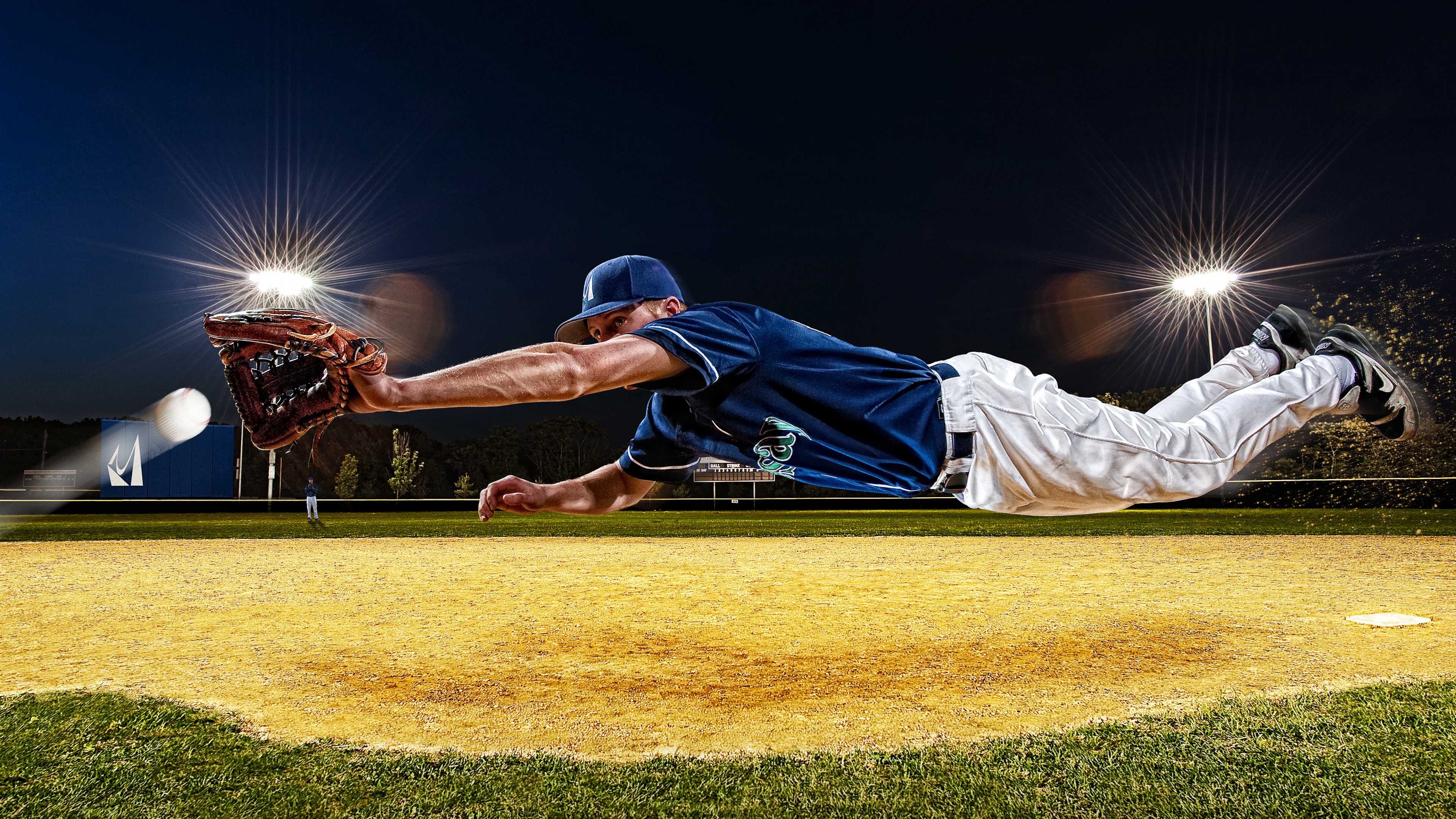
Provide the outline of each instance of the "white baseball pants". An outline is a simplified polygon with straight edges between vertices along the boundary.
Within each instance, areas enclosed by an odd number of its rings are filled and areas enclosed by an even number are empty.
[[[976,433],[976,453],[949,461],[968,471],[955,497],[973,509],[1016,514],[1086,514],[1134,503],[1198,497],[1251,458],[1334,410],[1340,377],[1328,356],[1265,376],[1241,347],[1146,415],[1080,398],[1051,376],[984,353],[946,360],[948,433]]]

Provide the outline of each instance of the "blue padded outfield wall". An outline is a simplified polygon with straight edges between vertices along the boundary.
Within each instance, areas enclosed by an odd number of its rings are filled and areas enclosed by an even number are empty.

────────────────────────────────────────

TASK TO CARRY OUT:
Rewrite all of the data above, replacing each "outline" with "contour" and leaving everything else unchanged. Leave out the pictures.

EXERCISE OUTPUT:
Provide the contour of each instance of the "white baseball pants". An contour is a simplified polygon with straight edges between vertices along the boundary.
Within each instance, areas enclosed by an odd number of its rings are filled and areas enclosed by an even number are empty.
[[[976,433],[976,453],[949,461],[968,471],[955,497],[973,509],[1016,514],[1086,514],[1134,503],[1198,497],[1251,458],[1334,410],[1340,377],[1328,356],[1265,376],[1241,347],[1146,415],[1080,398],[1051,376],[984,353],[946,360],[948,433]]]

Provide the contour of each instance of the "blue padded outfield wall". An contour is a simplified polygon with straight edges between vertices along the boundary.
Within each instance, areas enclosed by an odd number of its rings are filled and areas enclosed by an even number are empty.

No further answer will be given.